• _EXERCISE TASK_:
Without the pictures, can you quote each line below exactly?

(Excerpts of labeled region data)
Begin

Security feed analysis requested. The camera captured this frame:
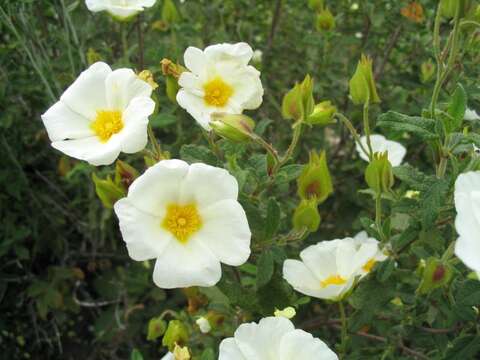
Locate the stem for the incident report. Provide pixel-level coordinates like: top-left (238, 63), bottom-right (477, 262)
top-left (338, 300), bottom-right (347, 359)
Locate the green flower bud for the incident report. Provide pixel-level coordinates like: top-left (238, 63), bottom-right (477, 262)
top-left (417, 257), bottom-right (452, 294)
top-left (92, 173), bottom-right (127, 209)
top-left (293, 199), bottom-right (321, 232)
top-left (349, 54), bottom-right (380, 105)
top-left (162, 320), bottom-right (189, 351)
top-left (147, 317), bottom-right (167, 341)
top-left (210, 113), bottom-right (255, 142)
top-left (297, 151), bottom-right (333, 204)
top-left (365, 151), bottom-right (395, 194)
top-left (305, 101), bottom-right (337, 126)
top-left (317, 8), bottom-right (335, 31)
top-left (420, 59), bottom-right (436, 84)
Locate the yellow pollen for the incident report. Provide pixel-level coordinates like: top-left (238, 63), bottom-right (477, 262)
top-left (320, 275), bottom-right (347, 287)
top-left (362, 259), bottom-right (377, 272)
top-left (90, 110), bottom-right (123, 142)
top-left (203, 76), bottom-right (233, 107)
top-left (162, 204), bottom-right (202, 244)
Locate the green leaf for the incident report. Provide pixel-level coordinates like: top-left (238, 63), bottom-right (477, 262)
top-left (377, 111), bottom-right (438, 140)
top-left (445, 84), bottom-right (467, 133)
top-left (265, 198), bottom-right (280, 240)
top-left (180, 145), bottom-right (218, 166)
top-left (257, 251), bottom-right (274, 288)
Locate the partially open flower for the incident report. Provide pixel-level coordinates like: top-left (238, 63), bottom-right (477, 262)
top-left (42, 62), bottom-right (155, 165)
top-left (283, 234), bottom-right (384, 301)
top-left (356, 135), bottom-right (407, 167)
top-left (177, 43), bottom-right (263, 130)
top-left (218, 317), bottom-right (338, 360)
top-left (86, 0), bottom-right (157, 20)
top-left (455, 171), bottom-right (480, 273)
top-left (114, 160), bottom-right (250, 288)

End

• _EXERCISE OUTPUT_:
Security feed analysis requested. The camera captured this frame:
Locate the stem for the incident report. Provide pixel-level coordinates like: top-left (238, 63), bottom-right (477, 262)
top-left (338, 300), bottom-right (347, 359)
Locate the green flower bud for the incident report. Provide pixel-level coordinates like: top-left (238, 63), bottom-right (477, 262)
top-left (417, 257), bottom-right (452, 294)
top-left (92, 173), bottom-right (127, 209)
top-left (293, 199), bottom-right (321, 232)
top-left (349, 54), bottom-right (380, 105)
top-left (162, 320), bottom-right (189, 351)
top-left (147, 317), bottom-right (167, 341)
top-left (210, 113), bottom-right (255, 142)
top-left (297, 151), bottom-right (333, 204)
top-left (365, 151), bottom-right (395, 194)
top-left (305, 101), bottom-right (337, 126)
top-left (317, 8), bottom-right (335, 31)
top-left (420, 59), bottom-right (436, 84)
Locate the yellow pollen for the incident report. Provide pixel-level coordinates like: top-left (238, 63), bottom-right (477, 262)
top-left (320, 275), bottom-right (347, 287)
top-left (362, 259), bottom-right (377, 272)
top-left (90, 110), bottom-right (123, 142)
top-left (203, 76), bottom-right (233, 107)
top-left (162, 204), bottom-right (202, 244)
Locate the green leaf for the incident report. Provide pixel-level coordinates like: top-left (238, 63), bottom-right (477, 262)
top-left (377, 111), bottom-right (438, 140)
top-left (445, 84), bottom-right (467, 133)
top-left (265, 198), bottom-right (280, 240)
top-left (180, 145), bottom-right (218, 166)
top-left (257, 251), bottom-right (274, 288)
Locate the partially open flower for the incident report. Provide pixel-level coordinates like: top-left (238, 63), bottom-right (477, 262)
top-left (42, 62), bottom-right (155, 165)
top-left (283, 234), bottom-right (384, 301)
top-left (356, 135), bottom-right (407, 167)
top-left (177, 43), bottom-right (263, 130)
top-left (218, 317), bottom-right (338, 360)
top-left (86, 0), bottom-right (157, 20)
top-left (455, 171), bottom-right (480, 273)
top-left (114, 160), bottom-right (250, 288)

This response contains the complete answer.